* _Document passage_:
===

Biography and History

Harlan Cleveland (1918-2008) was a public administrator, ambassador to NATO, and a political scientist. He served in several positions related to the administration of economic aid programs during the 1940s, as an assistant secretary in the State Department and as U.S. ambassador to NATO during the 1960s, and also held positions at three universities and the Aspen Institute.

Cleveland began his career in public service in 1940 as a writer in the information division of the Farm Security Administration. In 1942, he embarked on a period of work with economic aid, first with the Board of Economic Warfare (later the Foreign Economic Administration) from 1942 to 1944, where he focused on problems of relief and economic rehabilitation of the European countries that were occupied by Germany. He next served as executive director and acting vice president of the economic section of the Allied Control Commission in Rome from 1944 to 1946. Cleveland worked for the United Nations Relief and Rehabilitation Administration (UNRRA) as department chief of the Italian Mission from 1946 to 1947 and as director of the China office from 1947 to 1948. He then served as director (1948-1949) and department assistant administrator (1949-1951) of the Far East Program Division of the ECA (Economic Cooperation Administration). His final position during this period of his career was assistant director for the Mutual Security Agency, in charge of the European program, from 1952 to 1953, when he supervised the fourth year of the Marshall Plan.

===

* _Data excerpt_:
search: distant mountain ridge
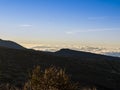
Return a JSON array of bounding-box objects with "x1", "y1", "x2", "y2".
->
[{"x1": 0, "y1": 39, "x2": 25, "y2": 49}]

===

* _Explore the material_:
a) Answer these questions from the biography of Harlan Cleveland, one line per answer, marked as the questions are:
(i) In which decade did Cleveland serve as U.S. ambassador to NATO?
(ii) In which city was the Allied Control Commission where he worked from 1944 to 1946?
(iii) Which year of the Marshall Plan did he supervise at the Mutual Security Agency?
b) Continue the biography of Harlan Cleveland from the point where it stops.
The data is not needed for any of this work.

* _Results in order_:
a)
(i) The 1960s
(ii) Rome
(iii) The fourth year

b)
Cleveland left government service in 1953 to become executive editor of The Reporter, a liberal biweekly magazine in New York City, a position he held until 1956. He also served as the publisher from 1955 to 1956. From 1956 to 1961, he was a professor of political science and dean of the Maxwell Graduate School of Citizenship and Public Affairs at Syracuse University, where he built a significant overseas training program.

In 1961, President John F. Kennedy appointed Cleveland assistant secretary for international organization affairs in the U.S. Department of State, a position he held until 1965. In this position, he served as an intermediary between Secretary of State Dean Rusk and U.S. ambassador to the United Nations Adlai Stevenson and was involved in responding to several peace and security crises during that period, including in the Congo, West New Guinea, Cypress, the Middle East, and the Cuban missile crisis. He was also responsible for ensuring that ambassadors to international organizations promoted and protected U.S. interests and for selecting the U.S. delegation for any international projects or conferences. Cleveland then served President Lyndon B. Johnson as U.S. ambassador to NATO (North Atlantic Treaty Organization) from 1965 to 1969. Cleveland advocated nuclear arms control and strengthening the United Nations for an expanded peace-keeping role. He also organized the move of NATO from Paris to Brussels when French president Charles de Gaulle removed France from the alliance in 1966.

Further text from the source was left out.